- EXERCISE GOAL: Reproduce the material below from the line with "Someone flagged bull's shadow" through its end. Keep the requests unchanged, but scale every bounding-box coordinate in the answers by 0.5 and round to whole numbers, with halves rounding up, and omit the pictures.

- EXERCISE INPUT:
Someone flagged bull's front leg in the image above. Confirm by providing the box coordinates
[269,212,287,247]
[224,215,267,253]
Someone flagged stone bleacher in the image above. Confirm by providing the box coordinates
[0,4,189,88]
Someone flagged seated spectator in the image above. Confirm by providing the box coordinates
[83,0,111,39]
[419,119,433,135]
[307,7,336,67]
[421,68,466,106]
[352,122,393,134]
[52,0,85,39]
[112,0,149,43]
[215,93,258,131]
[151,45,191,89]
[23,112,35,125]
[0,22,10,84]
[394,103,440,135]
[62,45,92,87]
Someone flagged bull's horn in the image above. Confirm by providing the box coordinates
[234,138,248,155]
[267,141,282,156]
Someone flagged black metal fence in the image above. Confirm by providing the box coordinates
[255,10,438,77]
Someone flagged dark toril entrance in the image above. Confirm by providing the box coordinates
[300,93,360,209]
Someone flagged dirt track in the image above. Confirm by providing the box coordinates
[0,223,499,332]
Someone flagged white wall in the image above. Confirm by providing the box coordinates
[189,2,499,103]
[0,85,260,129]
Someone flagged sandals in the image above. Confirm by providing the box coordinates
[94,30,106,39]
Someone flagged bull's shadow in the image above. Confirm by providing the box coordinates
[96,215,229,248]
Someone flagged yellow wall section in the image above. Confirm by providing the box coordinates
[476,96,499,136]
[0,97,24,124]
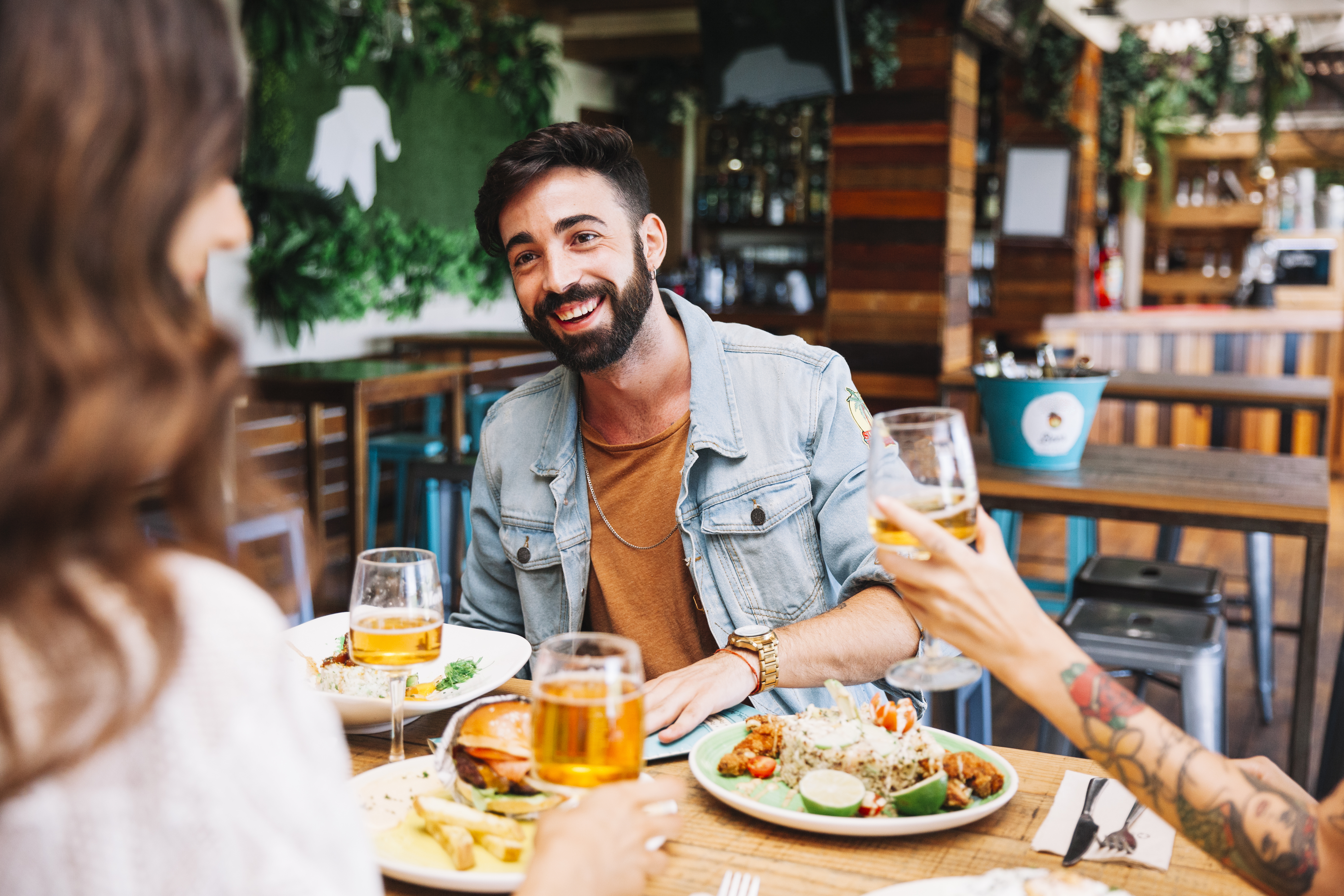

- EXERCISE OUTPUT:
Someone flagged bull's shadow in the image above. Confirm by providing the box coordinates
[48,108,115,124]
Someone flagged yellow wall section in the image above. Confirm by providing the box coordinates
[238,48,250,68]
[0,49,12,62]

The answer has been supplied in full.